◆ **STATED GOAL 1**
Summarize the forum thread in three sentences.
◆ **STATED GOAL 2**
Reproduce word for word the part of the forum thread that opens with the words containing "If a locally" and closes with "a great example.".
◆ **STATED GOAL 3**
Answer these questions from the forum thread:
(a) Which other word is "hustler" compared with for having negative, edgy traits?
(b) According to far33d, what is being lean about?
(c) What did college students send rwhitman daily while the startup was unfunded?

◆ **PASSAGE SHOWN**
## START
If a locally repurposed word like _hustler_ has a very strong meaning
_outside_ your circles, chances are good that when you start talking about
hustling in relation to business, a fair number of people are going to think
_swindler_ or worse.

It seems that a number of people like to use it as a self-description because
it _does_ have negative, edgy traits -- in the same sense of 'ninja'. Unlike
'ninja', however, 'hustler' can easily lie a bit too close to the truth.

------
far33d
Being lean is about getting maximum leverage, not keeping costs as low as
possible. This kind of hire is a great example.

------
rwhitman
When I was running my completely un-funded zero-revenue startup, college kids
would daily send me emails _begging_ me to give them a job doing non-technical
BS work, often for free.

Fortunately a non-technical rockstar (who is willing to work for dirt cheap)
is substantially easier to find a technical rockstar... I imagine now after
"The Social Network" social media startups almost have an entertainment
industry-like glamor at the moment, like breaking into the music business or
movies. Non-technical people often will work for free or dirt cheap for
_years_ to 'make it' in these fields.
## END
Stored entries
## START
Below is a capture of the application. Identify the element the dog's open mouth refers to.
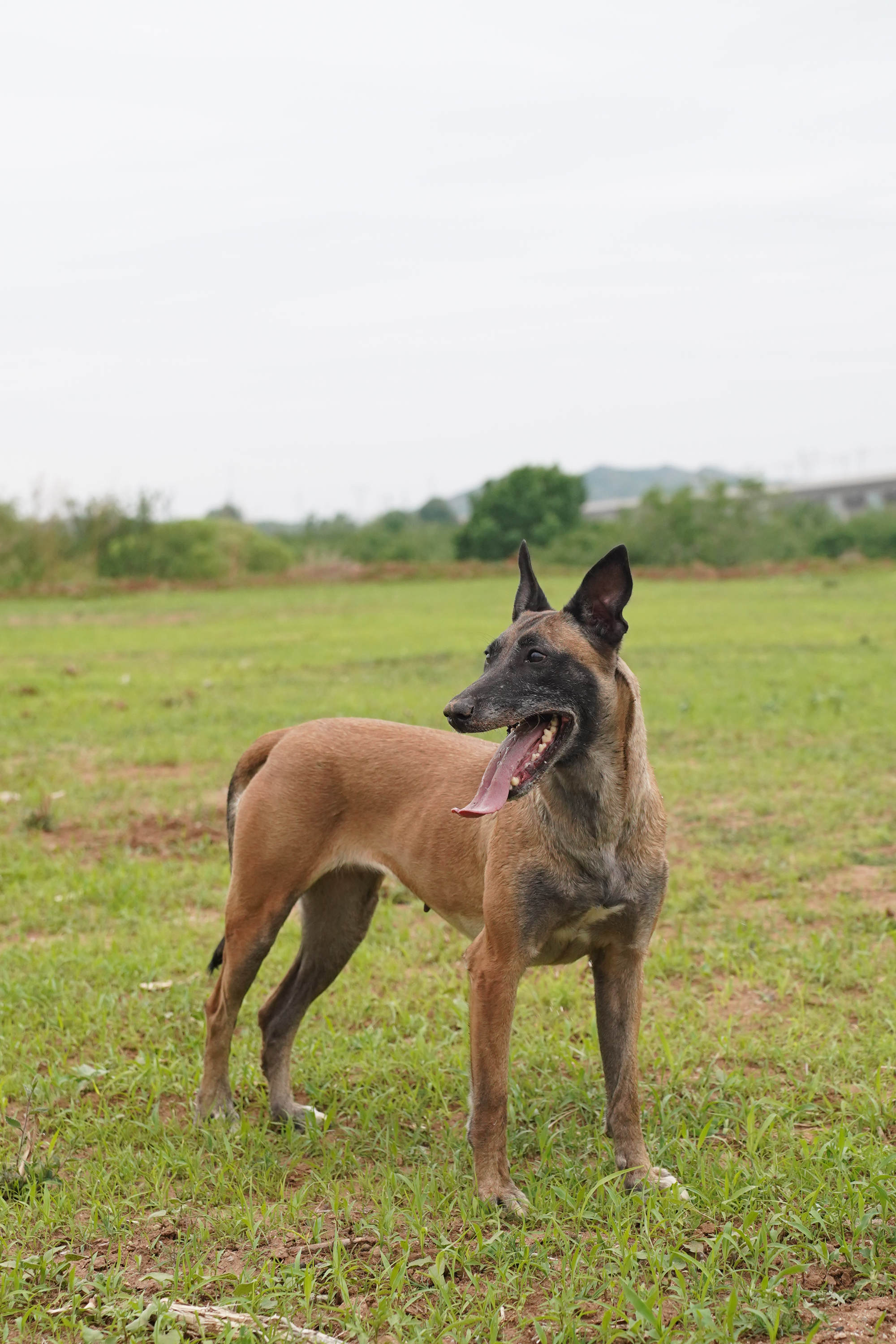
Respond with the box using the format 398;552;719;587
451;714;572;817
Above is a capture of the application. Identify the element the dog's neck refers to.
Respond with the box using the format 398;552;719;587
536;677;650;867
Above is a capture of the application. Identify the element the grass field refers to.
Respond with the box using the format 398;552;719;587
0;566;896;1344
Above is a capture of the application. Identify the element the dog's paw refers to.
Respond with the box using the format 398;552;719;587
271;1101;327;1134
625;1167;688;1199
482;1181;530;1218
647;1167;678;1189
194;1093;239;1125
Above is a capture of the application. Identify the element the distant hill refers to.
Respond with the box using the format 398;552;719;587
448;466;737;523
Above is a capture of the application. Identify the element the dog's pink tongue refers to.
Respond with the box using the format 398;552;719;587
451;723;541;817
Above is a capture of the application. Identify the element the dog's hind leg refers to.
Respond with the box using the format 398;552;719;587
258;868;383;1128
591;946;676;1189
196;874;301;1121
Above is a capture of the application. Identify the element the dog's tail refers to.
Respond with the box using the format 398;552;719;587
208;728;289;976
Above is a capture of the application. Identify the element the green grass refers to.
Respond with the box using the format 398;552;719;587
0;566;896;1344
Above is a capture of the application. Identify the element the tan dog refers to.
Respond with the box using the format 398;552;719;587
196;543;674;1211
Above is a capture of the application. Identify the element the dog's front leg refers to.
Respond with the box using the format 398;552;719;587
465;930;528;1214
591;946;676;1189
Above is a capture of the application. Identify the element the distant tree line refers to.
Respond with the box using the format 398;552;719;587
0;466;896;589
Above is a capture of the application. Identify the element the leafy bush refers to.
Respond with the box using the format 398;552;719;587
97;519;230;579
455;466;584;560
239;527;294;574
815;508;896;560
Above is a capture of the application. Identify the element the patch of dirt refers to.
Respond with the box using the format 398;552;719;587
806;1296;896;1344
40;813;227;859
## END
◆ **WRITTEN SOLUTION 1**
Calling yourself a hustler in business can make many people think "swindler" or worse, because the word has a strong meaning outside local circles. Some people adopt it for its negative, edgy traits, much like "ninja," but unlike that word it can lie too close to the truth. Another commenter says being lean means getting maximum leverage rather than keeping costs as low as possible, and a third recalls college students emailing daily, begging for non-technical jobs at an unfunded startup, often for free.

◆ **WRITTEN SOLUTION 2**
If a locally repurposed word like _hustler_ has a very strong meaning
_outside_ your circles, chances are good that when you start talking about
hustling in relation to business, a fair number of people are going to think
_swindler_ or worse.

It seems that a number of people like to use it as a self-description because
it _does_ have negative, edgy traits -- in the same sense of 'ninja'. Unlike
'ninja', however, 'hustler' can easily lie a bit too close to the truth.

------
far33d
Being lean is about getting maximum leverage, not keeping costs as low as
possible. This kind of hire is a great example.

◆ **WRITTEN SOLUTION 3**
(a) "Ninja."
(b) Getting maximum leverage, not keeping costs as low as possible.
(c) Emails begging for a job doing non-technical work, often for free.